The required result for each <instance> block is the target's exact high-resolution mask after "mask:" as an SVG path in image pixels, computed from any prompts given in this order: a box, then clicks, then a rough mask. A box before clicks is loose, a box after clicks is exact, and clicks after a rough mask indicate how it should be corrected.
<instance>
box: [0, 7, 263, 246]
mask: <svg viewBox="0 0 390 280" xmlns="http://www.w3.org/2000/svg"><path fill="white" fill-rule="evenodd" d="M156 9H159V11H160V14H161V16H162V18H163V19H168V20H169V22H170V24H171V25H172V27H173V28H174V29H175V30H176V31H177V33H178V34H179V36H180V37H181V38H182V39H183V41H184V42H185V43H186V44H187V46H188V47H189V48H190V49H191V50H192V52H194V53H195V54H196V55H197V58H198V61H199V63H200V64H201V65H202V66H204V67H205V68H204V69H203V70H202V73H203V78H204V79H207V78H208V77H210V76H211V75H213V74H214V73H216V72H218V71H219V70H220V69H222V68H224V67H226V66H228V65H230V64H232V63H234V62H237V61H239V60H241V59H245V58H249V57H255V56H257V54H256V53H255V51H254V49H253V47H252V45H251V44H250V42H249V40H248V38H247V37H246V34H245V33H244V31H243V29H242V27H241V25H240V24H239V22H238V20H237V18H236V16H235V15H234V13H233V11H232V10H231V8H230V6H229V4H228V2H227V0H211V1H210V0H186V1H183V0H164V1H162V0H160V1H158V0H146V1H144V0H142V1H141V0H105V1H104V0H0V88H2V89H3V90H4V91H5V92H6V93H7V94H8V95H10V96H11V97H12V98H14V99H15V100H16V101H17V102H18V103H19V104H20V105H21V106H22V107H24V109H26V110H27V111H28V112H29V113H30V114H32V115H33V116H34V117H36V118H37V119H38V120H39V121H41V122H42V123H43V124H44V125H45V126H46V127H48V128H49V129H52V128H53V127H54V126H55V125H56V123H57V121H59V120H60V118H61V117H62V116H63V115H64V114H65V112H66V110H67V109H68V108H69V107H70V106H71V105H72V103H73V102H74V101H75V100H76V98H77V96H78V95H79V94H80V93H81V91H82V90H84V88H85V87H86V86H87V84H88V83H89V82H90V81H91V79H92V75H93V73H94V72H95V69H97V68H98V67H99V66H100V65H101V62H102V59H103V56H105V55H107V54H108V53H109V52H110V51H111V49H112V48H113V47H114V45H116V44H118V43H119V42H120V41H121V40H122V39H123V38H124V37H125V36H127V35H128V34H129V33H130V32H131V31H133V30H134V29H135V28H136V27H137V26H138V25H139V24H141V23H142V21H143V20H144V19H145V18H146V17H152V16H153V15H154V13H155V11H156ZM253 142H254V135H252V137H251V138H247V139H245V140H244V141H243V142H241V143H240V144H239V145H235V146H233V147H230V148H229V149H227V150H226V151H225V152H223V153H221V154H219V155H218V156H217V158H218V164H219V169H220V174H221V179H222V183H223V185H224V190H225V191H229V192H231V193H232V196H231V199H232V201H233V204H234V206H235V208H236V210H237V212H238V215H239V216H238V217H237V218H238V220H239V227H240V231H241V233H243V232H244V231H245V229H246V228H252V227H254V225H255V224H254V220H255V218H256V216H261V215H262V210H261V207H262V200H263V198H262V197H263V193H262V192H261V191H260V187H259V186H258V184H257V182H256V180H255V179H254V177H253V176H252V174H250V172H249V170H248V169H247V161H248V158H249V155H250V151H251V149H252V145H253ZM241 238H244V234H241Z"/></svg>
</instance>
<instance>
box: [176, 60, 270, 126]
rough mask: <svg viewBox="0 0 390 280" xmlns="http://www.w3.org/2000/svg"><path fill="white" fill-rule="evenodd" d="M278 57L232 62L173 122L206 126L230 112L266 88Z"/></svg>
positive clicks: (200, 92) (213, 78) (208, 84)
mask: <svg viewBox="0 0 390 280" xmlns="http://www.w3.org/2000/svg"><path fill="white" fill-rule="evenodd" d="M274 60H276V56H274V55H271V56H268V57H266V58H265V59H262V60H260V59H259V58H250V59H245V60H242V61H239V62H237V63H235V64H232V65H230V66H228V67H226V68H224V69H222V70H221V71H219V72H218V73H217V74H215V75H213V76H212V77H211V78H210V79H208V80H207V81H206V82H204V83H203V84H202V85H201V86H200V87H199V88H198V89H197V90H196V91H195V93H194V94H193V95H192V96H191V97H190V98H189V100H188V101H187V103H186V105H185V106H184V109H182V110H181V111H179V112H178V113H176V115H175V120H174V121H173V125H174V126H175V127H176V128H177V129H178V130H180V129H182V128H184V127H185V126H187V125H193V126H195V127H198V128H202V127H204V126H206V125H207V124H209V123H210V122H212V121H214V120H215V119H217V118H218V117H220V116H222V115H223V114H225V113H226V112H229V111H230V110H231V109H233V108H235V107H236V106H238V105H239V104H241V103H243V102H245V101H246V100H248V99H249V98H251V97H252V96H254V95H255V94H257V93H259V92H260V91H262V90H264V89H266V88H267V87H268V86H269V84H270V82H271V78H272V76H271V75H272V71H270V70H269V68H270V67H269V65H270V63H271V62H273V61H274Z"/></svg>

==*==

Reproduce each record exactly as it appears.

The required result for each <instance> block is the target's exact high-resolution mask after "mask:" as an SVG path in image pixels, computed from any prompts given in this order: a box, then clicks, then a rough mask. A box before clicks is loose, a box after clicks is exact, and clicks after a rough mask indicate how it should be corrected.
<instance>
box: [0, 7, 263, 246]
mask: <svg viewBox="0 0 390 280" xmlns="http://www.w3.org/2000/svg"><path fill="white" fill-rule="evenodd" d="M156 9H159V11H160V14H161V16H162V18H163V19H168V20H169V22H170V24H171V25H172V27H173V28H174V29H175V30H176V31H177V33H178V34H179V36H180V37H181V38H182V39H183V41H184V42H185V43H186V44H187V46H188V47H189V48H190V49H191V50H192V52H194V53H195V54H196V55H197V58H198V61H199V63H200V64H201V65H202V66H204V67H205V68H204V69H203V70H202V73H203V78H204V79H207V78H208V77H210V76H211V75H213V74H214V73H216V72H218V71H219V70H220V69H222V68H224V67H226V66H228V65H230V64H232V63H234V62H237V61H239V60H241V59H245V58H249V57H255V56H257V54H256V53H255V51H254V49H253V47H252V45H251V44H250V42H249V40H248V38H247V37H246V34H245V33H244V31H243V29H242V27H241V25H240V24H239V22H238V20H237V18H236V16H235V15H234V13H233V11H232V10H231V8H230V6H229V4H228V2H227V0H211V1H210V0H186V1H183V0H164V1H162V0H160V1H158V0H146V1H144V0H142V1H141V0H105V1H104V0H0V88H2V89H3V90H4V91H5V92H6V93H7V94H8V95H10V96H11V97H12V98H14V99H15V100H16V101H17V102H18V103H19V104H20V105H21V106H22V107H24V109H26V110H27V111H28V112H29V113H30V114H32V115H33V116H34V117H36V118H37V119H38V120H39V121H41V122H42V123H43V124H44V125H45V126H46V127H48V128H49V129H52V128H53V127H54V126H55V125H56V123H57V121H59V120H60V118H61V117H62V116H63V115H64V114H65V112H66V110H67V109H68V108H69V107H70V106H71V105H72V103H73V102H74V101H75V100H76V98H77V96H78V95H79V94H80V93H81V91H82V90H84V88H85V87H86V86H87V84H88V83H89V82H90V81H91V79H92V75H93V73H94V72H95V69H97V68H98V67H99V66H100V65H101V62H102V59H103V56H105V55H107V54H108V53H109V52H110V51H111V49H112V48H113V47H114V45H116V44H118V43H119V42H120V41H121V40H122V39H123V38H124V37H125V36H127V35H128V34H129V33H130V32H131V31H133V30H134V29H135V28H136V27H137V26H138V25H139V24H141V23H142V21H143V20H144V19H145V18H146V17H152V16H153V15H154V13H155V11H156ZM253 142H254V135H252V137H251V138H247V139H245V140H244V141H243V142H241V143H240V144H239V145H235V146H233V147H230V148H229V149H227V150H226V151H225V152H223V153H221V154H219V155H218V156H217V158H218V164H219V169H220V174H221V179H222V183H223V185H224V190H225V191H229V192H231V193H232V196H231V199H232V201H233V204H234V206H235V208H236V210H237V212H238V215H239V216H238V217H237V218H238V220H239V227H240V231H241V233H243V232H244V231H245V229H246V228H252V227H254V225H255V224H254V220H255V218H256V216H261V215H262V210H261V207H262V200H263V198H262V197H263V193H262V192H261V191H260V187H259V186H258V184H257V182H256V180H255V179H254V177H253V176H252V174H250V172H249V170H248V169H247V161H248V158H249V155H250V151H251V149H252V145H253ZM241 238H244V234H241Z"/></svg>
</instance>
<instance>
box: [176, 60, 270, 126]
rough mask: <svg viewBox="0 0 390 280" xmlns="http://www.w3.org/2000/svg"><path fill="white" fill-rule="evenodd" d="M278 57L232 62L173 122L206 126L230 112L266 88Z"/></svg>
positive clicks: (200, 92) (213, 78) (208, 84)
mask: <svg viewBox="0 0 390 280" xmlns="http://www.w3.org/2000/svg"><path fill="white" fill-rule="evenodd" d="M274 60H276V56H274V55H271V56H268V57H266V58H265V59H262V60H260V59H259V58H250V59H245V60H242V61H239V62H237V63H235V64H232V65H230V66H228V67H226V68H224V69H222V70H221V71H219V72H218V73H217V74H215V75H213V76H212V77H211V78H210V79H208V80H207V81H206V82H204V83H203V84H202V85H201V86H200V87H199V88H198V89H197V90H196V91H195V93H194V94H193V95H192V96H191V97H190V98H189V100H188V101H187V103H186V105H185V106H184V109H182V110H181V111H179V112H178V113H176V115H175V120H174V121H173V125H174V126H175V127H176V128H177V129H178V130H180V129H182V128H184V127H185V126H187V125H193V126H195V127H198V128H202V127H204V126H206V125H207V124H209V123H210V122H212V121H214V120H215V119H217V118H218V117H220V116H222V115H223V114H225V113H226V112H229V111H230V110H231V109H233V108H235V107H236V106H238V105H239V104H241V103H243V102H245V101H246V100H248V99H249V98H251V97H252V96H254V95H255V94H257V93H259V92H260V91H262V90H264V89H266V88H267V87H268V86H269V84H270V82H271V78H272V76H271V75H272V71H270V70H269V68H270V67H269V65H270V63H271V62H273V61H274Z"/></svg>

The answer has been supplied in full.